- [Provided text]:
NOTE 1. BASIS OF PRESENTATION

     The interim condensed consolidated financial statements included herein
have been prepared by Billing Information Concepts Corp. ("Billing") and
subsidiaries (collectively referred to as the "Company"), without audit,
pursuant to the rules and regulations of the Securities and Exchange
Commission. Certain information and footnote disclosures normally included in
financial statements prepared in accordance with generally accepted accounting
principles have been condensed or omitted pursuant to such rules and
regulations. In the opinion of the Company's management, the accompanying
interim condensed consolidated financial statements reflect all adjustments
that are necessary for a fair presentation of the Company's financial position,
results of operations and cash flows for such periods. All such adjustments are
of a normal recurring nature. It is recommended that these interim condensed
consolidated financial statements be read in conjunction with the consolidated
financial statements and the notes thereto included in the Company's Annual
Report on Form 10-K for the year ended September 30, 1996. Results of
operations for interim periods are not necessarily indicative of results that
may be expected for any other interim periods or the full fiscal year. Certain
prior period amounts have been reclassified for comparative purposes.

     The preparation of financial statements in conformity with generally
accepted accounting principles requires management to make estimates and
assumptions that affect the reported amounts of assets and liabilities and
disclosure of contingent assets and liabilities at the date of the financial
statements and the reported amounts of revenues and expenses during the
reporting period. Actual results could differ from those estimates.

- [Data lines]:

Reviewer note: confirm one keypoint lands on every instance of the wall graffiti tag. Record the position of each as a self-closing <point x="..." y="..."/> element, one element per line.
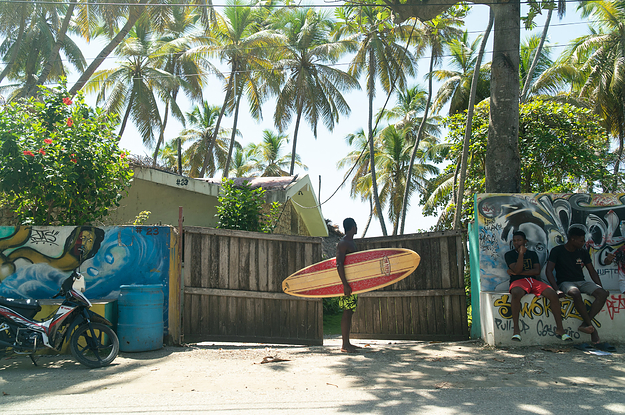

- [What you will do]: Rewrite the stretch of the basis of presentation note from "The preparation of" through "from those estimates.", swapping "estimates" for "projections".

- [Solved problem]:
The preparation of financial statements in conformity with generally
accepted accounting principles requires management to make projections and
assumptions that affect the reported amounts of assets and liabilities and
disclosure of contingent assets and liabilities at the date of the financial
statements and the reported amounts of revenues and expenses during the
reporting period. Actual results could differ from those projections.